* What this task involves: Every line of the data is to be output verbatim.

....

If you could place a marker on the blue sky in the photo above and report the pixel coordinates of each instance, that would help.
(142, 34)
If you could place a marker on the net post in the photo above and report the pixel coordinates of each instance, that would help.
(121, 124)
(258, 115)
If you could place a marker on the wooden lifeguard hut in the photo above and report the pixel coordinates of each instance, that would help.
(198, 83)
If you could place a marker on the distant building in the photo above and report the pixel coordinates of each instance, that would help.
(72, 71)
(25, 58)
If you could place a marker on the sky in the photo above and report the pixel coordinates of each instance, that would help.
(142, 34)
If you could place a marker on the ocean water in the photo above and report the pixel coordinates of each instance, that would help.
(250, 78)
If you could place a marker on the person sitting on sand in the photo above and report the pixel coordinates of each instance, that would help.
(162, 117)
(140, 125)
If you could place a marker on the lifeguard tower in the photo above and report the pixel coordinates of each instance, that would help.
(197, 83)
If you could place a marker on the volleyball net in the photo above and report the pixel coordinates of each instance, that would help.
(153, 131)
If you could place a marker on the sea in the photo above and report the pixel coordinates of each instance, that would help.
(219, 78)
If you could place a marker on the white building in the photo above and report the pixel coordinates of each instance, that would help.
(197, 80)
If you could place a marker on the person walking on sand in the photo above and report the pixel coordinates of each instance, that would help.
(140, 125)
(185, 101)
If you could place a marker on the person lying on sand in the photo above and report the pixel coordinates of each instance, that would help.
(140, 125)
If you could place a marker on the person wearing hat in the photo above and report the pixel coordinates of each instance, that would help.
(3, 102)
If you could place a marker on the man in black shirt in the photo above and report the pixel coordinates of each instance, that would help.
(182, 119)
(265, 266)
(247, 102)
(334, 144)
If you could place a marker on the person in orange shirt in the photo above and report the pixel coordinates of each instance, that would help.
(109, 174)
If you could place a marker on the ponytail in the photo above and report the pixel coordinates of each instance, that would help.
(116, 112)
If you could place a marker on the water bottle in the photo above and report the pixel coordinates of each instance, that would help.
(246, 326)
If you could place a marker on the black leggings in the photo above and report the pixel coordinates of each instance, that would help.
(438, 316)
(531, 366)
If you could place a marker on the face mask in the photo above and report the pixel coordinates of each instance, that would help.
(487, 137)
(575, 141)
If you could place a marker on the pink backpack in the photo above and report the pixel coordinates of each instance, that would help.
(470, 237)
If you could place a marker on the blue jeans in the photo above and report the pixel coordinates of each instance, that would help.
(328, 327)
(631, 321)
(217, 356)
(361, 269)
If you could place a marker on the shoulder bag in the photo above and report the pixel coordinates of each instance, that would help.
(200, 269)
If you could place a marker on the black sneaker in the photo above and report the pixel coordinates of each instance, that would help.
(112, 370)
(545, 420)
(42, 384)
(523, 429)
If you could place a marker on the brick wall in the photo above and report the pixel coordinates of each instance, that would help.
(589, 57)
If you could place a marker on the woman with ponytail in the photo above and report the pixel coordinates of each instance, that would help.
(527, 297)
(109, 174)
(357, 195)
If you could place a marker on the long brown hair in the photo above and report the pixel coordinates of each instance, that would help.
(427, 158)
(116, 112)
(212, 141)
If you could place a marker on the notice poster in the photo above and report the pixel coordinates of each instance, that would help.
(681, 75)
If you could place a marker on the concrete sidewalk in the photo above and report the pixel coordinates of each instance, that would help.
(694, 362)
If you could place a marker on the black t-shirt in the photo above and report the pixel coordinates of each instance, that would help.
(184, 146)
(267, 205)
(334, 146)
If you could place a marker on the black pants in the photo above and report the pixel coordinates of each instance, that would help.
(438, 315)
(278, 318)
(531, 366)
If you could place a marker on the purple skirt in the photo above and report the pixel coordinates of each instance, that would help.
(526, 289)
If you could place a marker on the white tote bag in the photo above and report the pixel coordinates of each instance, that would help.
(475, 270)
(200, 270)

....

* Answer to the problem:
If you could place a marker on the blue sky in the photo above and report the pixel coordinates of each instance, that would help.
(142, 34)
If you could place a marker on the net post in the photo above and report the pixel coordinates of each instance, that would help.
(121, 124)
(258, 115)
If you could place a marker on the wooden lifeguard hut in the photo above and report the pixel coordinates of each instance, that would help.
(198, 83)
If you could place a marker on the distant building in the photo above and report the pixel coordinates of each instance, that would help.
(72, 71)
(25, 58)
If you could place a marker on the sky in the photo above and report the pixel coordinates of each instance, that would help.
(142, 34)
If you could place a marker on the ocean water in the photo above and report the pixel coordinates of each instance, that would help.
(250, 78)
If you could place a marker on the person sitting on sand in the photo above and report the pixel coordinates of each instance, that would help.
(162, 117)
(140, 125)
If you could place a marker on the lifeguard tower in the photo above and report the pixel coordinates of each instance, that would help.
(197, 83)
If you could place a marker on the volleyball net in the photo above and report the pixel coordinates of each instance, that would help.
(153, 131)
If you could place a marker on the sea in the photo above and report the pixel coordinates of each instance, that would help.
(219, 78)
If you could place a marker on the white building in the photo above and report the pixel coordinates of each instance, that would help.
(197, 80)
If you could place a marker on the person walking on sand in the photo above and report the pixel coordinates of each instance, that would help.
(140, 125)
(185, 101)
If you could place a marker on the person lying on sand in the photo above and report the pixel coordinates of each instance, that would help.
(140, 125)
If you could place a marker on the person wearing hat in the photo above and report the pixel coordinates of each instance, that would help.
(3, 102)
If you could place a marker on the man in black shirt in the photo above and report the pixel coordinates of each instance, that would help.
(182, 119)
(265, 266)
(247, 102)
(334, 144)
If you could place a marker on the person in orange shirt in the photo above and report the pixel coordinates of each instance, that would help.
(109, 174)
If you could place a marker on the ponytail in the photo above and report the pixel coordinates of each instance, that would help.
(116, 112)
If you could place a marker on the water bottle in the photo above and report the pixel coordinates of each instance, that would help.
(246, 326)
If you could place a marker on the black leggings in the photo above and report the pixel coordinates of each instance, that would help.
(438, 316)
(531, 366)
If you could place a marker on the face mask in the photo above and report the pixel coordinates of each instance, that would help.
(487, 137)
(575, 141)
If you could place a marker on the pink backpack in the photo above and report the pixel coordinates of each instance, that would help.
(470, 237)
If you could place a marker on the blue jeans in the photo above and report the pixel coordinates of each instance, that would help.
(328, 327)
(631, 321)
(217, 356)
(361, 269)
If you could place a marker on the shoulder bag in the photo above and report the pixel coordinates of each instance, that would help.
(200, 269)
If you could place a marker on the black sneaker in the photo above and report the pixel coordinates of each instance, that would help.
(112, 370)
(545, 420)
(42, 384)
(523, 429)
If you could place a marker on the brick wall in the photo above and report the pixel coordinates of each instance, that would help.
(589, 57)
If you could place a marker on the woman with ponytail in the photo above and report the pixel coordinates of each instance, that would help.
(527, 297)
(109, 174)
(357, 195)
If you could place a marker on the long brown hair in the photo above and report the pixel coordinates of each instance, that would help.
(427, 158)
(116, 112)
(212, 141)
If you could place a marker on the notice poster in the photo above and report the pixel coordinates of each instance, that would help.
(681, 75)
If you could place a marker on the concrete sidewalk in the photo above and report the pixel coordinates of each instance, that would help.
(694, 362)
If you could place a marker on the black t-shirt in the photo above and report the pixel coordinates of each instance, that would help.
(184, 146)
(267, 205)
(334, 146)
If you could place a marker on the black pants in the photo above and report the pixel coordinates of each instance, that would help.
(438, 315)
(278, 318)
(531, 366)
If you could place a marker on the purple skirt in the photo above and report the pixel coordinates of each instance, that would help.
(526, 289)
If you could place a marker on the white tote bag in the photo above and report the pixel coordinates of each instance, that would help.
(475, 270)
(200, 270)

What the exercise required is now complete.